** START **
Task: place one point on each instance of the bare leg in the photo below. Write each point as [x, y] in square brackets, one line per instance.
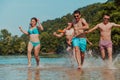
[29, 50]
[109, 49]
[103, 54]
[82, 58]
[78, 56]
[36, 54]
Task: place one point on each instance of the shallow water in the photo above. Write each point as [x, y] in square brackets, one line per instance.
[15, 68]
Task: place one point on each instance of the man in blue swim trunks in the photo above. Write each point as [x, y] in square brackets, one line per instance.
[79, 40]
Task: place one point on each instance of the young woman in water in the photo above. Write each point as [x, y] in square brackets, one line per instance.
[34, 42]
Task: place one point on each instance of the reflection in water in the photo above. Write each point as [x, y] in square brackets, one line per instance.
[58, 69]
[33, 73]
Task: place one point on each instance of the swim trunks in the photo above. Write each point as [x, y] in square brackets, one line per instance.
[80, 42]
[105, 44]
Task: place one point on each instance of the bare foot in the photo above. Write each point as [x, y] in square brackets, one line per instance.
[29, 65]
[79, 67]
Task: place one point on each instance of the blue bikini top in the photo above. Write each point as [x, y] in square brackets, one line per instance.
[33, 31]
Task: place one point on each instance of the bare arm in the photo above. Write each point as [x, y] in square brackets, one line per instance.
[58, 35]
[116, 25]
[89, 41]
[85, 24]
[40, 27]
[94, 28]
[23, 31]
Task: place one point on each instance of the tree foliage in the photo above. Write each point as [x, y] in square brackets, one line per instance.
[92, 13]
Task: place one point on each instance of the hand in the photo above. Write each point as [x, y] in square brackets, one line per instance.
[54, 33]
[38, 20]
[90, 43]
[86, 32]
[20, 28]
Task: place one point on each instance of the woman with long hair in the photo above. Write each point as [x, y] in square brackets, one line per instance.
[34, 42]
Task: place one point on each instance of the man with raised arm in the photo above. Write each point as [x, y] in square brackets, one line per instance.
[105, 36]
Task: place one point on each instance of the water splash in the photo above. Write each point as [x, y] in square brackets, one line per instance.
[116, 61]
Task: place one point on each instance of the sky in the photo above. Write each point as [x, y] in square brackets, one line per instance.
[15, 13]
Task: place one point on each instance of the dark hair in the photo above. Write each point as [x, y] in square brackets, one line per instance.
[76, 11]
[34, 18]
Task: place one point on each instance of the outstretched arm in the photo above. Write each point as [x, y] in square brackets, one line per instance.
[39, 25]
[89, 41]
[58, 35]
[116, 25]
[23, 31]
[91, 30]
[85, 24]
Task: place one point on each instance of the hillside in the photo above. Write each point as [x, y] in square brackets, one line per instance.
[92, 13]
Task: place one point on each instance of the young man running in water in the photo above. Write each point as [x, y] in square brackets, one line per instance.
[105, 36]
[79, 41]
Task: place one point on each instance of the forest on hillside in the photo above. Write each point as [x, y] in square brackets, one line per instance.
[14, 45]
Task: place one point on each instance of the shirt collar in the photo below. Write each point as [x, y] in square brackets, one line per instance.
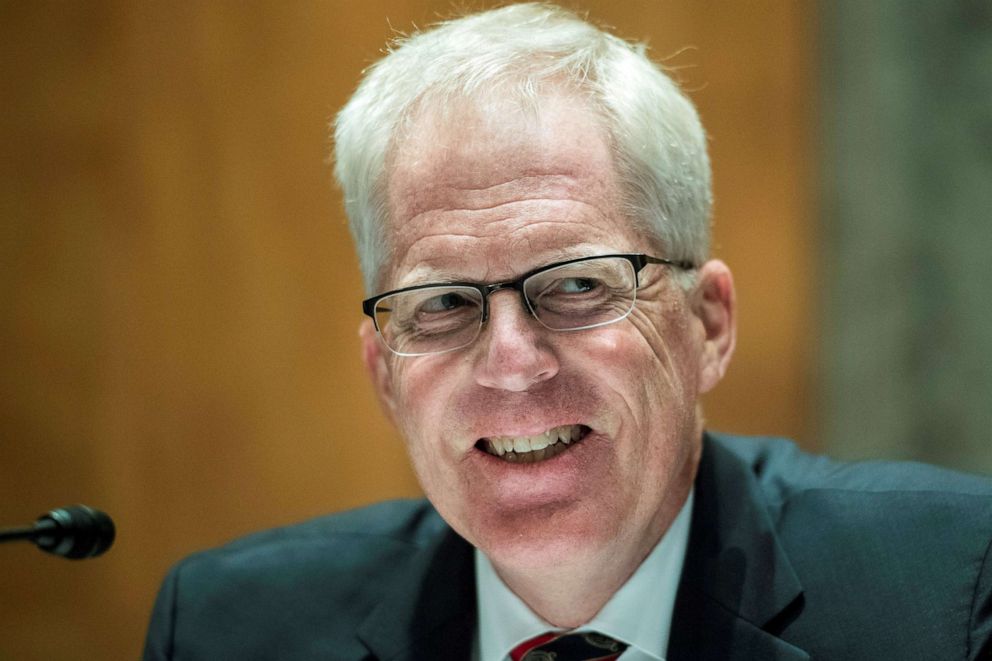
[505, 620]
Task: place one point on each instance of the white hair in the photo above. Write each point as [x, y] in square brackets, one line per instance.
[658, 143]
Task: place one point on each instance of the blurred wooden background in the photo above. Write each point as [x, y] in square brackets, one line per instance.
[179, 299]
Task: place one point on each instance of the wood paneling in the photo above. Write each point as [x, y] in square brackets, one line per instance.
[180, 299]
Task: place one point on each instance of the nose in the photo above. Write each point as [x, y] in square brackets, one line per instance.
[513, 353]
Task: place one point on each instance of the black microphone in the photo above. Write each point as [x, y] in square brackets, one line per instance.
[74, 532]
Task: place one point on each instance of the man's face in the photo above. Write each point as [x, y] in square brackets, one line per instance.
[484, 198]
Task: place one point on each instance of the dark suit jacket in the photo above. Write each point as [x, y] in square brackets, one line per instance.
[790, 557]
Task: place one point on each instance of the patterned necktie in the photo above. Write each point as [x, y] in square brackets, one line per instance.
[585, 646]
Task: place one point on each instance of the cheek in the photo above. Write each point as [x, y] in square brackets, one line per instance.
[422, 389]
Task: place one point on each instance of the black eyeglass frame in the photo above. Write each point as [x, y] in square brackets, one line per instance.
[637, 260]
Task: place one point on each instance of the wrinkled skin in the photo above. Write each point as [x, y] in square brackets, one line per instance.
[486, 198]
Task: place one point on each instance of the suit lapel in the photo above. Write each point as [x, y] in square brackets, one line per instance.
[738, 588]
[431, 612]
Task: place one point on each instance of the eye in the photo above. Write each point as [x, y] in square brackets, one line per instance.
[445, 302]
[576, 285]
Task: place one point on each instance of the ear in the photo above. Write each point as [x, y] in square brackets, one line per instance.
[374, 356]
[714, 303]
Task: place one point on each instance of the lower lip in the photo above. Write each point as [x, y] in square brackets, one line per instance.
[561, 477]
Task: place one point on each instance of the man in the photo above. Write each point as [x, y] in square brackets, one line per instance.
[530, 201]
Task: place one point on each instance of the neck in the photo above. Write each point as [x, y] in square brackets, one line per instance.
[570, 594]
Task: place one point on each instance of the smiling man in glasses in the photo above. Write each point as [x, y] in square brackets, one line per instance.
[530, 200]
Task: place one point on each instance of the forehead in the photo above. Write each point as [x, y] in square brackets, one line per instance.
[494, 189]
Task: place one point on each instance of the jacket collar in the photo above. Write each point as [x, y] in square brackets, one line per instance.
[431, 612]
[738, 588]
** END **
▸ **TASK TO CARRY OUT**
Reproduce all of the items above word for word and in their original order, omitting the pictures.

▸ **FINAL RESULT**
Task: place one point on each instance of the bare leg in the photo below. Write each point as [x, y] in square brackets, one line per instance.
[29, 50]
[109, 49]
[103, 54]
[82, 58]
[78, 56]
[36, 54]
Task: place one point on each instance of the shallow water in the photo above. Write each point as [x, y] in square brackets, one line per instance.
[15, 68]
Task: place one point on each instance of the man in blue swim trunks in the photo above. Write each point as [x, y] in square brackets, one line per instance.
[79, 40]
Task: place one point on each instance of the young woman in water in the photo above. Write each point as [x, y] in square brackets, one line per instance.
[34, 42]
Task: place one point on each instance of the reflection in water in the photo above. Write each point as [x, y] in square brackets, one line per instance.
[58, 69]
[33, 73]
Task: place one point on each instance of the swim trunks in the photo above. Write each point as [x, y] in square brackets, one line per instance.
[80, 42]
[105, 44]
Task: place one point on each instance of the bare foot in the photo above. Write each point as [x, y] in square brackets, one line per instance.
[29, 65]
[79, 67]
Task: place one point on each instance of the blue bikini top in the photo above. Write each point as [x, y] in square brackets, one line per instance.
[33, 31]
Task: place one point on each instance of the bare arm in the photo above. Write each point as [x, y] in square brackets, one line per instance.
[58, 35]
[116, 25]
[89, 41]
[85, 24]
[40, 27]
[94, 28]
[23, 31]
Task: place one point on each instance of the tree foliage in the photo above. Write each point as [x, y] in square brackets, one line per instance.
[92, 13]
Task: place one point on each instance of the hand in the photo above. Write each point as [x, y] in square brackets, one line per instance.
[54, 33]
[38, 20]
[90, 43]
[86, 32]
[20, 28]
Task: place one point on each instance of the woman with long hair in the photo above. Write each point as [x, y] in square brackets, one line per instance.
[34, 42]
Task: place one point on each instance of the man with raised arm in the photo above. Write each point as [x, y] in square brackets, one line per instance.
[105, 36]
Task: place one point on each instance of the water splash in the photo above. Write each point as [x, y] in square brackets, one line per instance.
[116, 61]
Task: place one point on each instance of the sky in the photo above. Write each point as [x, y] in square brackets, one line per instance.
[15, 13]
Task: place one point on each instance of the dark hair in the photo above. Write each point as [x, y] in square brackets, one line per instance.
[76, 11]
[34, 18]
Task: place one point on each instance of the outstretched arm in the photo above. Write each point as [x, y] in square brackets, one line per instance.
[39, 25]
[89, 41]
[58, 35]
[116, 25]
[23, 31]
[91, 30]
[85, 24]
Task: place one point on each instance of the hillside in the photo above. Write each point as [x, y] in square brackets, one line per instance.
[92, 13]
Task: place one point on each instance of the young man running in water in the photo above. Write each point as [x, y] in square brackets, one line per instance.
[105, 36]
[79, 41]
Task: place one point on each instance of the forest on hillside in the photo above. Write each point as [x, y] in square brackets, one line per instance.
[14, 45]
Task: place one point on each instance of the shirt collar in the photo below. Write each point as [x, y] in square brackets, one line per instance.
[505, 620]
Task: place one point on each instance of the white hair in the photo above. Write each point as [x, y] in square brackets, one line per instance.
[658, 143]
Task: place one point on each instance of the blurred wooden background in the photo above. Write each point as [x, y] in square brackets, one line per instance.
[179, 299]
Task: place one point on each instance of the wood paneling in the photo above. Write each point as [x, y] in square brackets, one line per instance.
[180, 299]
Task: place one point on each instance of the nose in the photo above. Write each point as [x, y] in square brackets, one line per instance.
[513, 353]
Task: place one point on each instance of the black microphone in the photo above. Write each point as [x, y] in square brackets, one line per instance.
[74, 532]
Task: place one point on each instance of the man's face in the photo above. Write each point as [x, y] in square brackets, one line per instance.
[484, 198]
Task: place one point on each instance of the dark suit jacket in the photo above. Write each point as [x, y] in square brackets, one line per instance.
[790, 557]
Task: place one point on each instance of the patterned necktie in the photo above. Write each point as [x, y] in square brackets, one line per instance.
[585, 646]
Task: place one point on each instance of the cheek in the photo above. Write each point as [x, y] in square brackets, one line per instance.
[422, 389]
Task: place one point on each instance of the black eyeglass frame in the photo above. Write each point as [x, y] in square brackets, one line per instance.
[637, 260]
Task: place one point on each instance of the wrinkled skin in the photo above. Write each point as [x, y] in square brackets, one line per instance.
[486, 198]
Task: place one point on each instance of the suit lapel in the photo above. Write each point as [x, y] in square brackets, one line per instance.
[738, 588]
[431, 612]
Task: place one point on each instance of the eye in the photo above. Write each point as [x, y] in square brackets, one line per instance.
[445, 302]
[576, 285]
Task: place one point on each instance of the ear in the photo above. Write each point as [x, y] in square brackets, one line per instance.
[374, 356]
[714, 303]
Task: place one point on each instance of the lower lip in the photo above. Write each point as [x, y] in square brackets, one line per instance.
[561, 477]
Task: place one point on each instance of the man in the photo above. Write each point as [x, y] in square brackets, one line per instance.
[530, 201]
Task: place one point on each instance of the neck in the photo above. Write each point as [x, y] in square brackets, one line per instance.
[570, 594]
Task: place one point on each instance of the smiling man in glasses in the photo above. Write each point as [x, y] in square brackets, one line per instance.
[530, 200]
Task: place one point on each instance of the forehead in the photo above. Write each point as [x, y] in square brackets, one line per instance.
[494, 189]
Task: place one point on each instance of the jacket collar in the photo above. Write each point as [x, y] in square brackets, one line per instance.
[431, 612]
[738, 588]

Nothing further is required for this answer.